Everything seems a bit haywire when you enter the exhibition at the gallery Hair de Paris: it is hard to describe that sense of altered reality you sometimes get when you see minor details which, taken together, produce a delirious overall picture.

The title of the exhibition, Never send flowers, already has a strange perfume to it: because naming things is always tricky, Mrzyk & Moriceau came up with the smart idea of drawing systematically on the titles of James Bond novels, which works out well as there are more than eighty of them, so they can see what is coming without any fuss. It is worth noting that these titles take up recurring themes, organised as follows in order of importance: death, love, enemies, places experienced, followed by a few that seem to fall into the category of the ‘somewhat incomprehensible’. Never send flowers is one such title. Until we find out that Bond is on the trail of a former stage actor, a shifty character called David Dragonpol, and quickly discovers that Dragonpol’s sister is linked to all the murders in the plot: she cultivates a variety of rose that is found at the funeral of every victim.

__WRITTEN INSTRUCTION A__
In the text about the Never send flowers exhibition, what does Dragonpol's sister cultivate, and where is it found?
__WRITTEN INSTRUCTION B__
Echo the exhibition text, beginning at the words "The title of" and stopping after "of every victim.".
__WRITTEN INSTRUCTION C__
Carry on the text about the Never send flowers exhibition, picking up right after its last sentence.

Stored items
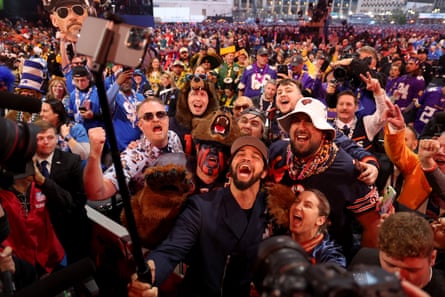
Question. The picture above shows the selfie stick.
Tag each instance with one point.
(99, 61)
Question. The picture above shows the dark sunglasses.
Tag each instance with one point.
(195, 77)
(149, 116)
(63, 12)
(239, 107)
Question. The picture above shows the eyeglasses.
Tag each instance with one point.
(63, 12)
(149, 116)
(195, 77)
(239, 107)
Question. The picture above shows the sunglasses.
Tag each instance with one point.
(63, 12)
(239, 107)
(196, 77)
(149, 116)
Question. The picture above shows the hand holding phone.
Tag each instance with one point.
(387, 200)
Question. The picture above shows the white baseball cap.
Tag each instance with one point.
(315, 109)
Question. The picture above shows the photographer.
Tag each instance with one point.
(406, 247)
(347, 74)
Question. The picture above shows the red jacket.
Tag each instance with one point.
(32, 235)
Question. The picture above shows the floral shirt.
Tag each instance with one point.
(136, 160)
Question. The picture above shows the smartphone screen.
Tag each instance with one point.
(127, 48)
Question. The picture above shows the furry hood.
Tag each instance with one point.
(218, 126)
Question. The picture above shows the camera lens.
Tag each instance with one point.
(17, 145)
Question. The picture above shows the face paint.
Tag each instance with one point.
(211, 159)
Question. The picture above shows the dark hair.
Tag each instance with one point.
(183, 113)
(289, 82)
(406, 235)
(58, 108)
(324, 208)
(44, 125)
(348, 92)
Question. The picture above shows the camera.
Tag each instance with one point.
(17, 147)
(284, 269)
(283, 69)
(128, 46)
(352, 72)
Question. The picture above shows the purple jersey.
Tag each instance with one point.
(431, 101)
(254, 79)
(408, 88)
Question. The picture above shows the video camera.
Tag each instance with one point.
(352, 72)
(283, 269)
(17, 146)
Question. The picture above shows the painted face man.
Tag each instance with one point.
(68, 17)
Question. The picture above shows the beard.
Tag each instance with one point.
(243, 185)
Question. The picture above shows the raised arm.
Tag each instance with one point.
(97, 187)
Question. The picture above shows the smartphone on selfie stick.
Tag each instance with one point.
(111, 41)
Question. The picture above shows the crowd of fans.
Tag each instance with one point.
(321, 128)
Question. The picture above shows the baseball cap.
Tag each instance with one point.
(262, 51)
(315, 109)
(422, 50)
(297, 60)
(178, 63)
(80, 71)
(250, 141)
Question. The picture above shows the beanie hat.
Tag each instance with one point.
(32, 76)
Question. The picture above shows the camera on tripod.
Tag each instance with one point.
(352, 72)
(17, 147)
(283, 269)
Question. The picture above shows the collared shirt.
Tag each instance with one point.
(144, 155)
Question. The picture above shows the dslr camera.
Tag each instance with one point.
(17, 147)
(352, 72)
(283, 269)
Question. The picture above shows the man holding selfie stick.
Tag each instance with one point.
(67, 16)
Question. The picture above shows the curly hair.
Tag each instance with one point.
(406, 234)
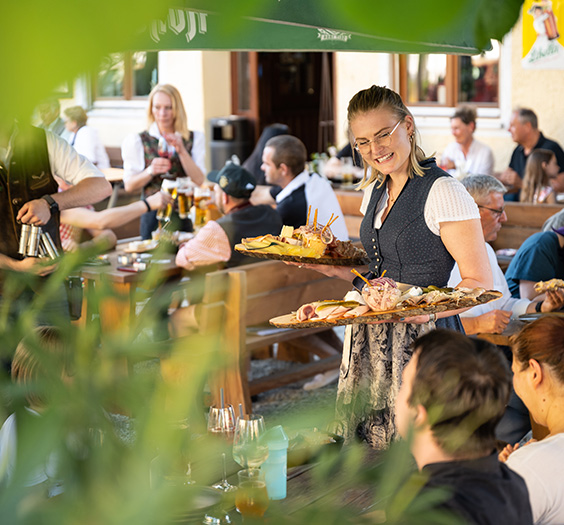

__WRITTEN REPLY A__
A variety of rose, which is found at the funeral of every victim.

__WRITTEN REPLY B__
The title of the exhibition, Never send flowers, already has a strange perfume to it: because naming things is always tricky, Mrzyk & Moriceau came up with the smart idea of drawing systematically on the titles of James Bond novels, which works out well as there are more than eighty of them, so they can see what is coming without any fuss. It is worth noting that these titles take up recurring themes, organised as follows in order of importance: death, love, enemies, places experienced, followed by a few that seem to fall into the category of the ‘somewhat incomprehensible’. Never send flowers is one such title. Until we find out that Bond is on the trail of a former stage actor, a shifty character called David Dragonpol, and quickly discovers that Dragonpol’s sister is linked to all the murders in the plot: she cultivates a variety of rose that is found at the funeral of every victim.

__WRITTEN REPLY C__
After this taster evoking flowers and corpses, Mrzyk & Moriceau’s exhibition opens into a group of coloured ceramics, a practice the artist duo has recently been exploring. An elongated platform suggests the idea of a catwalk: on parade are a medieval crakow (or long-toed shoe), a cowboy boot with fungus growing on it, an open-toe slipper, a sock-and-sandal combo in the wrong size, and a moccasin-style nubuck loafer. Along with a chicken’s foot and a human hand. And it turns out that these different fragments of bodies, shoes topped with socks and boots all resemble vases, the containers in which we carefully arrange the bouquets we never send.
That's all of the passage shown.